═════ TASK DATA

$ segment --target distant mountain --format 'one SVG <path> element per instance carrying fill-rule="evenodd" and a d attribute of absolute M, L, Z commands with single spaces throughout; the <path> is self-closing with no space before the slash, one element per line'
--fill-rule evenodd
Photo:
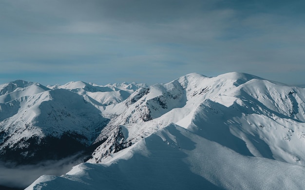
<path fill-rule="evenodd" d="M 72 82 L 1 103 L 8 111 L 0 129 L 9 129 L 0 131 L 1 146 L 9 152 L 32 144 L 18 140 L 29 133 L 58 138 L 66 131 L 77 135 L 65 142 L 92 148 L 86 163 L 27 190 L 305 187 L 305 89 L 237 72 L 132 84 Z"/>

══════════
═════ TASK DATA

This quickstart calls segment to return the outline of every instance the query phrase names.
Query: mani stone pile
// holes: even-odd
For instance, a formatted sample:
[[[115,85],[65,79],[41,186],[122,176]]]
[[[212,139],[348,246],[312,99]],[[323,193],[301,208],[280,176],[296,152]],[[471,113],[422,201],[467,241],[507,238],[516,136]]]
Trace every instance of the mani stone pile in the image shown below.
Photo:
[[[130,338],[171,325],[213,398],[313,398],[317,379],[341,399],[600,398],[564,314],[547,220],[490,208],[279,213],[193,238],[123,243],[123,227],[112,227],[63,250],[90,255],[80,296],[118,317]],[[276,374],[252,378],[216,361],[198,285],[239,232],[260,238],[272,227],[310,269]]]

══════════
═════ TASK DATA

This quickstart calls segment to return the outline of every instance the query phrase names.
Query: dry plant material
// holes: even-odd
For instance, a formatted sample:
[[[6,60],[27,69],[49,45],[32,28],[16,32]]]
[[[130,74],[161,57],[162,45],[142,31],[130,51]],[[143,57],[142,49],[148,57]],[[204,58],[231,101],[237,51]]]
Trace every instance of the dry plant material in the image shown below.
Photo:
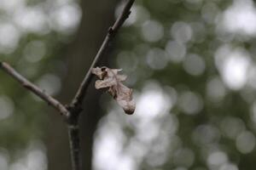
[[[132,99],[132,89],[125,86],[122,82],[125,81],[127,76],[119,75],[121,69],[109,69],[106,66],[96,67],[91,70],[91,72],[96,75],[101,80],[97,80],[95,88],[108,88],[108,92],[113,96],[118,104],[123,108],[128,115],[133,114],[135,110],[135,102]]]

══════════

Please show every line of the data above that contains the string "evenodd", matching case exactly.

# [THE OUTPUT]
$ segment --target distant mountain --format 'one SVG <path> element per instance carrying fill-rule="evenodd" and a d attribute of absolute M, L, Z commands with single spaces throughout; the <path> is self-closing with no space before the slash, one element per line'
--fill-rule evenodd
<path fill-rule="evenodd" d="M 72 82 L 1 103 L 8 111 L 0 129 L 9 129 L 0 131 L 1 146 L 9 152 L 32 144 L 18 140 L 29 133 L 58 138 L 66 131 L 77 135 L 65 142 L 92 148 L 86 163 L 27 190 L 305 187 L 305 89 L 237 72 L 132 84 Z"/>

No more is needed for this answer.